NASA’s Curiosity rover detects organic matter on Mars

December 17, 2014 03:22 pm | Updated January 17, 2021 12:08 pm IST - Washington

This artists rendering provided by NASA shows the Mars Rover, Curiosity. After traveling 8 1/2 months and 352 million miles, Curiosity will attempt a landing on Mars the night of Aug. 5, 2012. (AP Photo/NASA)

This artists rendering provided by NASA shows the Mars Rover, Curiosity. After traveling 8 1/2 months and 352 million miles, Curiosity will attempt a landing on Mars the night of Aug. 5, 2012. (AP Photo/NASA)

NASA’s Mars rover Curiosity has made the first definitive detection of organic molecules, the building blocks of all known forms of terrestrial life, on the surface of the Red Planet.

The team responsible for the Sample Analysis at Mars (SAM) instrument suite on Curiosity found the organic molecules in a drilled sample of the Sheepbed mudstone in Gale crater, the landing site for the Curiosity rover.

 

Organic molecules consist of a wide variety of molecules made primarily of carbon, hydrogen, and oxygen atoms.

#### Source data:
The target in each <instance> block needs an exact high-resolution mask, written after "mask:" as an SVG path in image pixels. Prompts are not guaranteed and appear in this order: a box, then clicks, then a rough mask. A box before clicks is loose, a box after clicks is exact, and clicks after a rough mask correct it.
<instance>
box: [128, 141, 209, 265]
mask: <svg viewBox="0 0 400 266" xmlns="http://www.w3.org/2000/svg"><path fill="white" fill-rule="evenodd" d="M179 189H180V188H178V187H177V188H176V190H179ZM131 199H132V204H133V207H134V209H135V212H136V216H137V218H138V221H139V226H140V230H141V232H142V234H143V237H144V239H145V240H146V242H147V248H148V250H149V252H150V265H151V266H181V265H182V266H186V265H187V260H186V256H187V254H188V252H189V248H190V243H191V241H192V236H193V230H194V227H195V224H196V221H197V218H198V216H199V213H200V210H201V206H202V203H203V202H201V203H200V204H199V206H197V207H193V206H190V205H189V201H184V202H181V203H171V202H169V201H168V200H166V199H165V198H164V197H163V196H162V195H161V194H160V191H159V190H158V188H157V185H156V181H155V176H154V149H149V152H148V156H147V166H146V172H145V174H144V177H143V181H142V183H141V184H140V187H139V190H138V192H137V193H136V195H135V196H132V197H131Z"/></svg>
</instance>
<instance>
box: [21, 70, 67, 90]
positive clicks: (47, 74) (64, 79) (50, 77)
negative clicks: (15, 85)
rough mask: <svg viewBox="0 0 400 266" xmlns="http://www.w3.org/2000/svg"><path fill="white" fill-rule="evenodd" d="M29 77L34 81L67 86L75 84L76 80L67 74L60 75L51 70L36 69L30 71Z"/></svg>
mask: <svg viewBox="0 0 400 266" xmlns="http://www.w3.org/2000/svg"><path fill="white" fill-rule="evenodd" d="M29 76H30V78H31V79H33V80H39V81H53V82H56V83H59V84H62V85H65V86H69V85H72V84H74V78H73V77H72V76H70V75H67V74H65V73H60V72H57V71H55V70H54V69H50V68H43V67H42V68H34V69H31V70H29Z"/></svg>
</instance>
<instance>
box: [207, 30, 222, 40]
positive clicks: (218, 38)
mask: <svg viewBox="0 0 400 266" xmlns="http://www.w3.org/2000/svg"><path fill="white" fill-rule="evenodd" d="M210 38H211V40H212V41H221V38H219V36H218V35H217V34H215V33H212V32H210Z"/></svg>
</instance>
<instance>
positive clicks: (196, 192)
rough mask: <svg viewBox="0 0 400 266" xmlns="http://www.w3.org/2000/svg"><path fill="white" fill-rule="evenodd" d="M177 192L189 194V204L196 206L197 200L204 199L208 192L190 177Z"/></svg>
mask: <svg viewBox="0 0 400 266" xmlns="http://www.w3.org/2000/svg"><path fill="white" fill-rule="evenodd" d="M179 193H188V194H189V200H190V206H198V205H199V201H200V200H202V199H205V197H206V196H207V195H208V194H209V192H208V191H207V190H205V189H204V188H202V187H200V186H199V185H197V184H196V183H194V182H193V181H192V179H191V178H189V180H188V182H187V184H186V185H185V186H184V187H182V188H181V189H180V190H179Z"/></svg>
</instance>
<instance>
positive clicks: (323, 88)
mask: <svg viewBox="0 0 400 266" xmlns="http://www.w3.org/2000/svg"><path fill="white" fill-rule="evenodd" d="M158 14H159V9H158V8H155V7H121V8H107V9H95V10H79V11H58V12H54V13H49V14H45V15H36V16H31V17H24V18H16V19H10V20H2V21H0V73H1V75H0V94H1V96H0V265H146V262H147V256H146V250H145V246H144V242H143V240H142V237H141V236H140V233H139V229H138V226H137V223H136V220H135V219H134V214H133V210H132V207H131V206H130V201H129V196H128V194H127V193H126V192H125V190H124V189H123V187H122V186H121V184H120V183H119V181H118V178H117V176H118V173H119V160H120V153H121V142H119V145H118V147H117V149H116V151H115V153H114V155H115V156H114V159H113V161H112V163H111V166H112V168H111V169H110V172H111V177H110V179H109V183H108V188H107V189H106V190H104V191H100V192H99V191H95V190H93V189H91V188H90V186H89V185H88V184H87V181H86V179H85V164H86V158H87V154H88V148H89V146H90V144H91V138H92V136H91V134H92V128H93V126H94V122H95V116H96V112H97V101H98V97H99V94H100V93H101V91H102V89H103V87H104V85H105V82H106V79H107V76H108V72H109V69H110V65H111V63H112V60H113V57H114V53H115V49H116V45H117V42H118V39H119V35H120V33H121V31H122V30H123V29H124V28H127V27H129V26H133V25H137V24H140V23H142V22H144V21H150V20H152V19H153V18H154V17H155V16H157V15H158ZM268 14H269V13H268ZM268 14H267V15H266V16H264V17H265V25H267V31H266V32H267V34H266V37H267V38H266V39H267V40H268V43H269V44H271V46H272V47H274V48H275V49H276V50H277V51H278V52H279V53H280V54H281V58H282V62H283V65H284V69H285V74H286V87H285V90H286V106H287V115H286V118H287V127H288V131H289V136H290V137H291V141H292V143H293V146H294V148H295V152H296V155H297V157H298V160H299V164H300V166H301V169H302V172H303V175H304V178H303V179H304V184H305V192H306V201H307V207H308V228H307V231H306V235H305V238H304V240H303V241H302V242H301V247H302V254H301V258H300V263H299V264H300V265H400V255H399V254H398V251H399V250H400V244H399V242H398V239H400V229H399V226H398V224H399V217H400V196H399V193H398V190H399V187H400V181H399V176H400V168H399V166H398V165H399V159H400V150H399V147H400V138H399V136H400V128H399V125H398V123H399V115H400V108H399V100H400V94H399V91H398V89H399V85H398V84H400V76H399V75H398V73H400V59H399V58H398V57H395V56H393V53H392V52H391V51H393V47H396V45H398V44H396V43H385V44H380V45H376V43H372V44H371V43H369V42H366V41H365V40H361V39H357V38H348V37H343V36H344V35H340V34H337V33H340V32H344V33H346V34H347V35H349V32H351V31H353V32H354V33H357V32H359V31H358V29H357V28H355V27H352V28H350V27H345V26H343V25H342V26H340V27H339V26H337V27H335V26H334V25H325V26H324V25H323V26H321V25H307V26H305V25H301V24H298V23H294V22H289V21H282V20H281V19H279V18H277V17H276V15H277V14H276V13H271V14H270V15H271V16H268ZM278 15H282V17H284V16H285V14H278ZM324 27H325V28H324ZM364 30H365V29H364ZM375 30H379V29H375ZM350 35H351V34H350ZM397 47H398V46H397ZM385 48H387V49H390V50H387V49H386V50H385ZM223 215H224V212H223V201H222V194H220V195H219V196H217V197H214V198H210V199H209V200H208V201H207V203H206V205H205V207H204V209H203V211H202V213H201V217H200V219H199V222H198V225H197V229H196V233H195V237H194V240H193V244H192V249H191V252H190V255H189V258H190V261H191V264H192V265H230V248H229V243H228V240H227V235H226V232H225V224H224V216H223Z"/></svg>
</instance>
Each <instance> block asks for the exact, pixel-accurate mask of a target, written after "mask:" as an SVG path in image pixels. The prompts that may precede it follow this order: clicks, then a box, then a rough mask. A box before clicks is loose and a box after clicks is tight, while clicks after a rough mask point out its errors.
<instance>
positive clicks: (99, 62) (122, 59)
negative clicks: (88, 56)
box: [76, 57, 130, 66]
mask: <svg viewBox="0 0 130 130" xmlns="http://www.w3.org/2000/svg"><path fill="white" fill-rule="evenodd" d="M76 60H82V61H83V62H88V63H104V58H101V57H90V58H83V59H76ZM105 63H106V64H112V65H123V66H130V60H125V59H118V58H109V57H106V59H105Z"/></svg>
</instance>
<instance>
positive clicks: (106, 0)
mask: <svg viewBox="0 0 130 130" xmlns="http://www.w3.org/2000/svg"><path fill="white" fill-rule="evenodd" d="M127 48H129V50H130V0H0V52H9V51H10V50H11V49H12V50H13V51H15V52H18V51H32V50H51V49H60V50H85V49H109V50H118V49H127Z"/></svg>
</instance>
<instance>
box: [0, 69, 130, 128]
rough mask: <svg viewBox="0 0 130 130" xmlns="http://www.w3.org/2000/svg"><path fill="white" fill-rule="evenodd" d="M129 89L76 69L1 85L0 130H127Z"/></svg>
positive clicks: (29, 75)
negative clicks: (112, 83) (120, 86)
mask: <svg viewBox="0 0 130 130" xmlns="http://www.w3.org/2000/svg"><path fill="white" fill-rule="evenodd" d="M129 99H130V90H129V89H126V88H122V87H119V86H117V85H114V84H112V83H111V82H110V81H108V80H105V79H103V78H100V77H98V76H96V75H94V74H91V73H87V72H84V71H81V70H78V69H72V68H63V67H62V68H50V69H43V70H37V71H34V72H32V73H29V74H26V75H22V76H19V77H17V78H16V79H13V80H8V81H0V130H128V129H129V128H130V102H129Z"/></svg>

==

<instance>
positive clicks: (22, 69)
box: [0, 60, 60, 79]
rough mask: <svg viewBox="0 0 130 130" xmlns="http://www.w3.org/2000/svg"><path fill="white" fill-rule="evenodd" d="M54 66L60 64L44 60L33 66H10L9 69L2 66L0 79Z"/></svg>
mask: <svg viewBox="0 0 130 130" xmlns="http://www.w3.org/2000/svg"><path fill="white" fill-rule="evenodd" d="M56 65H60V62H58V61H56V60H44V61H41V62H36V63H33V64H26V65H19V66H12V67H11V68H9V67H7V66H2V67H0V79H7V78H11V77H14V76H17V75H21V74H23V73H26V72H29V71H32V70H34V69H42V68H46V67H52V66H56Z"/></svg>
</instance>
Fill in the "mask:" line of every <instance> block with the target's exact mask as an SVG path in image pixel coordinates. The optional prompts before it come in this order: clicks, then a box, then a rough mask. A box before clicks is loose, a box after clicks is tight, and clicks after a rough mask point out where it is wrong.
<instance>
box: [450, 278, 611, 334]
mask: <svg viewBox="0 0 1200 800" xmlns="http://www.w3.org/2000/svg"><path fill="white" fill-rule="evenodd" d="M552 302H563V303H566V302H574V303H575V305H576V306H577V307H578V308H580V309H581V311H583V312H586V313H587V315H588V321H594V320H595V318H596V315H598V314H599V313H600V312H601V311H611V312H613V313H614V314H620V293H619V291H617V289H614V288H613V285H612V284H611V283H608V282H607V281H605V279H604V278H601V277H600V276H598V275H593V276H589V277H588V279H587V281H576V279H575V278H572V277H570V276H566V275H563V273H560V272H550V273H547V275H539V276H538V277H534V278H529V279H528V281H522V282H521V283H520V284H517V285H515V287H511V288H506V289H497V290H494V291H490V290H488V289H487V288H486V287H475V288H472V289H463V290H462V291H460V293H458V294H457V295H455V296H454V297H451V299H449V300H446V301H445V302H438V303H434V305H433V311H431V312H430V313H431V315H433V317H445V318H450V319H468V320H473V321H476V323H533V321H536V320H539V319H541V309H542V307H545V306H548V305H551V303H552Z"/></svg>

--

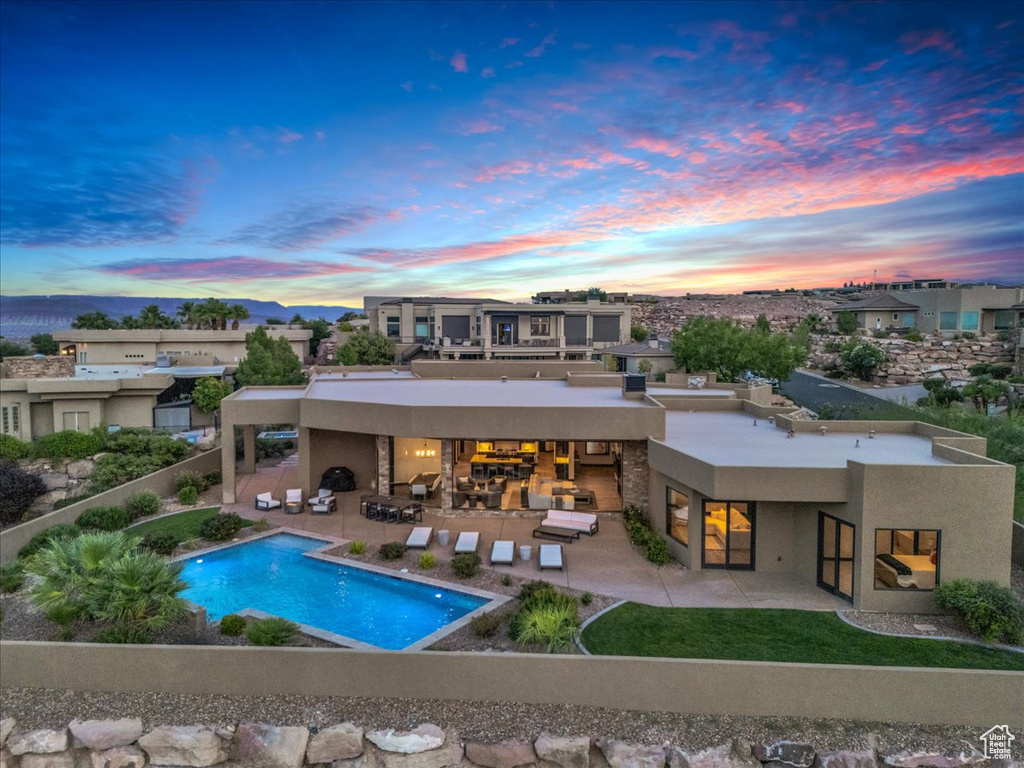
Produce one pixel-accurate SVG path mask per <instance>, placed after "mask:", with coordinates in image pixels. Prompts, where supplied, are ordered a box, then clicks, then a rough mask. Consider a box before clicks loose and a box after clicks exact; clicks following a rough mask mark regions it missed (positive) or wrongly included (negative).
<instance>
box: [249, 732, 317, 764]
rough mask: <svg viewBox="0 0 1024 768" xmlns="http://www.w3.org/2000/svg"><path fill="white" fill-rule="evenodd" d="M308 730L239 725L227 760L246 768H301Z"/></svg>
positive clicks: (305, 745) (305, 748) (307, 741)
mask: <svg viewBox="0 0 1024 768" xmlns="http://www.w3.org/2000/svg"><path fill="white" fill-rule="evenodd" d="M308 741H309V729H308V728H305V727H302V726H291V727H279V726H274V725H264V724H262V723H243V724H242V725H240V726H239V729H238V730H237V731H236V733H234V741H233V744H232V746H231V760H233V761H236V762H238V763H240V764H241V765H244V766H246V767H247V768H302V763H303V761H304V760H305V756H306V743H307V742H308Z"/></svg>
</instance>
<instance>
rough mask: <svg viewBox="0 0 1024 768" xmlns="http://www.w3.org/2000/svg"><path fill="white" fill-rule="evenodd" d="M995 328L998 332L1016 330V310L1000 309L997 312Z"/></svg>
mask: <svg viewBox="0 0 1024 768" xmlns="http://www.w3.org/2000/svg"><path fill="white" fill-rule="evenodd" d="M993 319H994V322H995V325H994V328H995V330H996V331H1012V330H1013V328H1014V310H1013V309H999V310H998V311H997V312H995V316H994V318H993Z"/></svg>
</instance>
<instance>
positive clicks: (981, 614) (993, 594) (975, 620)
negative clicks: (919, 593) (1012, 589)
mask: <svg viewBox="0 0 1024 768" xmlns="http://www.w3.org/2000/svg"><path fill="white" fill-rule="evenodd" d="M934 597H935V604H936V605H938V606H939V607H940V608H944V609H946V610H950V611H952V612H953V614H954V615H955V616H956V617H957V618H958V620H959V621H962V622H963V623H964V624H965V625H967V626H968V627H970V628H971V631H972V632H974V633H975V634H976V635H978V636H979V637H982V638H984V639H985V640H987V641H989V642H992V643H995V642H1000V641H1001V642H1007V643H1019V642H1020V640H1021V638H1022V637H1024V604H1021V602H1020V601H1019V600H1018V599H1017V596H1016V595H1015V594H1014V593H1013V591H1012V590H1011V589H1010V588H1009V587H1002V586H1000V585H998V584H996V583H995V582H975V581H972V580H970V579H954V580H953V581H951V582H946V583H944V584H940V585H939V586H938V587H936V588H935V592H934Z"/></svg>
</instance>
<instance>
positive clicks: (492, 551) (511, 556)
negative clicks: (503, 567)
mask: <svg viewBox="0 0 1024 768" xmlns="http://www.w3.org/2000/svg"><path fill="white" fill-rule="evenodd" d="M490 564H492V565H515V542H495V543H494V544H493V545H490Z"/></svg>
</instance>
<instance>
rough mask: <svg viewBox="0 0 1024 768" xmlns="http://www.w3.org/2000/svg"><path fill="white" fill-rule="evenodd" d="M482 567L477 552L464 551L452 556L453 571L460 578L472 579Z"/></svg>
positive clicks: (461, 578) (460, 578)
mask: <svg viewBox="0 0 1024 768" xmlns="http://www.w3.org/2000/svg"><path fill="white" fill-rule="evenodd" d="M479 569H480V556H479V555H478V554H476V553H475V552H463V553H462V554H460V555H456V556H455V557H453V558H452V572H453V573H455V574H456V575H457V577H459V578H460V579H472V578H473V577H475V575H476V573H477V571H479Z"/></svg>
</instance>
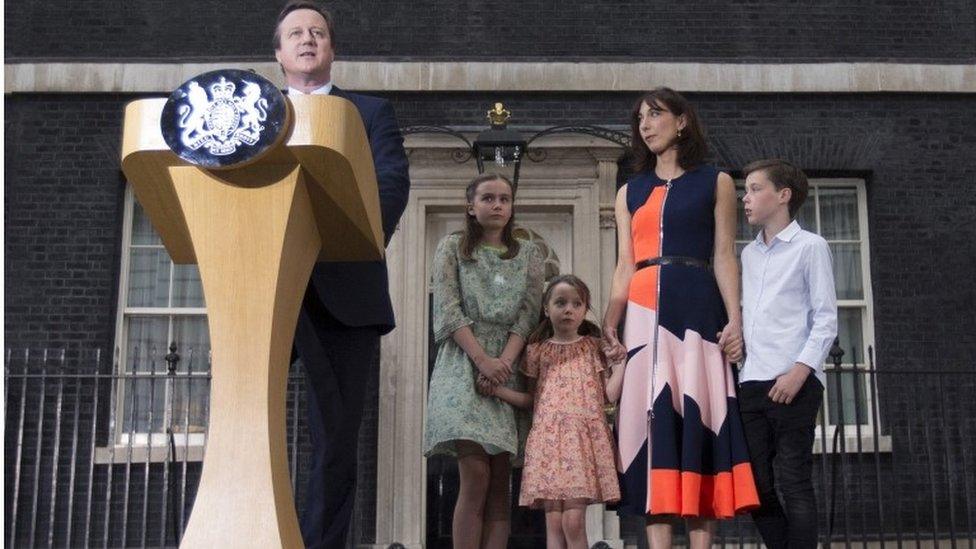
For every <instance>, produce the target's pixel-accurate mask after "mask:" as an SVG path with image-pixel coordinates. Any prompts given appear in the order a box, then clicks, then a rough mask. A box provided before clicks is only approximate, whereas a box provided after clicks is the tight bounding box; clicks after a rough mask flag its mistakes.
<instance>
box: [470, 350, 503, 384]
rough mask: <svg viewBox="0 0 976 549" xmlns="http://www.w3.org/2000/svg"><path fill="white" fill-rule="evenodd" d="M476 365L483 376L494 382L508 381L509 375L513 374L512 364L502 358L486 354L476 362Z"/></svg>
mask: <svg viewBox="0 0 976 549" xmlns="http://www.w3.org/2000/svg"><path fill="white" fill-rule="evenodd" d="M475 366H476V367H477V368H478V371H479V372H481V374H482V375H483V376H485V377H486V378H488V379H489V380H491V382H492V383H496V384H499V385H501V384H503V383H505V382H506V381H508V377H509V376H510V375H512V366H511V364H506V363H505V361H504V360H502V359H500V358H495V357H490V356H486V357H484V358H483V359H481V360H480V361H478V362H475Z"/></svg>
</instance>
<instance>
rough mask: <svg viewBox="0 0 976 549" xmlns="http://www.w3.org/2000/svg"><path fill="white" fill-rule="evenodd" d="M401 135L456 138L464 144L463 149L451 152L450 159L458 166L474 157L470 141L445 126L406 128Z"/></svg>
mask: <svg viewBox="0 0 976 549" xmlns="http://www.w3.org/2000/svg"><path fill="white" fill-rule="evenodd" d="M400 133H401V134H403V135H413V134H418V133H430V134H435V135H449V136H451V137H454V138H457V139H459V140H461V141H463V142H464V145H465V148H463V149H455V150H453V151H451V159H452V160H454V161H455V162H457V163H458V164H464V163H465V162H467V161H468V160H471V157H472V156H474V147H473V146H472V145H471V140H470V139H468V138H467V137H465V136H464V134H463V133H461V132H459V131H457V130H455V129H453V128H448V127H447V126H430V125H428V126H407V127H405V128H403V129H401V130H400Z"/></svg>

#### Instructions for the task:
Return the passage of the Curiosity organic matter article from "NASA’s Curiosity rover" to "the Red Planet.", copied word for word. The records are unrelated to any of this.

#### Completed task:
NASA’s Curiosity rover detects organic matter on Mars

December 17, 2014 03:22 pm | Updated January 17, 2021 12:08 pm IST - Washington

This artists rendering provided by NASA shows the Mars Rover, Curiosity. After traveling 8 1/2 months and 352 million miles, Curiosity will attempt a landing on Mars the night of Aug. 5, 2012. (AP Photo/NASA)

This artists rendering provided by NASA shows the Mars Rover, Curiosity. After traveling 8 1/2 months and 352 million miles, Curiosity will attempt a landing on Mars the night of Aug. 5, 2012. (AP Photo/NASA)

NASA’s Mars rover Curiosity has made the first definitive detection of organic molecules, the building blocks of all known forms of terrestrial life, on the surface of the Red Planet.